What to do:
From the entries below, copy out all lines holding "antenna".

Provided entries:
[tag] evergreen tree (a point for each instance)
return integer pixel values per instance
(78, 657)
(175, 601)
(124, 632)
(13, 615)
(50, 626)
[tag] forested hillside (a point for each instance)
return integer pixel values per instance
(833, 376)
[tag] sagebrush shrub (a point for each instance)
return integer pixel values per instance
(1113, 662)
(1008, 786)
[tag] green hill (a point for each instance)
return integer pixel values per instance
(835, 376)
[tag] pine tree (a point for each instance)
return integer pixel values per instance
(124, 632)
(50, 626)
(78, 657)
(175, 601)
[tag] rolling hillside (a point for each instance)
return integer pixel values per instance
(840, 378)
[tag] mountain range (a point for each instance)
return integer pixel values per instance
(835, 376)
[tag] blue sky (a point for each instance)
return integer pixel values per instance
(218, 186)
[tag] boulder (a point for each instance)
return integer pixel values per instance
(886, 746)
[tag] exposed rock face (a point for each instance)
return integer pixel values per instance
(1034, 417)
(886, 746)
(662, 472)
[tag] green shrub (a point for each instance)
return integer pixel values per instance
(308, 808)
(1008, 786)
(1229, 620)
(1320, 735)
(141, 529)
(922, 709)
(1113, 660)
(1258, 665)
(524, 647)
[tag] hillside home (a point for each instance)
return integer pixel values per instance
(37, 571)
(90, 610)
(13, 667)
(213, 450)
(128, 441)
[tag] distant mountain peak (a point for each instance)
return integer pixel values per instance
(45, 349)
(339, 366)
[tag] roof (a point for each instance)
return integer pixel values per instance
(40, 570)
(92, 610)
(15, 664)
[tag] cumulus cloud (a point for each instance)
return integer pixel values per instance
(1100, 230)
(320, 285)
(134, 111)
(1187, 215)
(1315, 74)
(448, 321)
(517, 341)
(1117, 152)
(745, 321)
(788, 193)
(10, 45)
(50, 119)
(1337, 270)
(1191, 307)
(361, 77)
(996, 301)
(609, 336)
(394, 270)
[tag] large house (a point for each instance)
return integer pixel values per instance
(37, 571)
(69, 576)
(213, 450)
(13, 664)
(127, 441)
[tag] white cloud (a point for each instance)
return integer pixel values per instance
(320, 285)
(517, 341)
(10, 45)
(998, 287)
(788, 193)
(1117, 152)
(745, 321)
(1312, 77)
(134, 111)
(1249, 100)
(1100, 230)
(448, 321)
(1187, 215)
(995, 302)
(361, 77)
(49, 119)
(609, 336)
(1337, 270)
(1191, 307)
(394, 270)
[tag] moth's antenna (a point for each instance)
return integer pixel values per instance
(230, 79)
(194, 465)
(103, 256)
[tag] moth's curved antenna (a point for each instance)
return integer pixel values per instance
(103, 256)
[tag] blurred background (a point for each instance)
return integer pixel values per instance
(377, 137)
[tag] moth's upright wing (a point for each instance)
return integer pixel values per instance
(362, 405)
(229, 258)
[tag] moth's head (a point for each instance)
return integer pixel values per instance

Solution for this exercise:
[tag] moth's antenna (a point for each instance)
[tag] moth's curved antenna (a point for each instance)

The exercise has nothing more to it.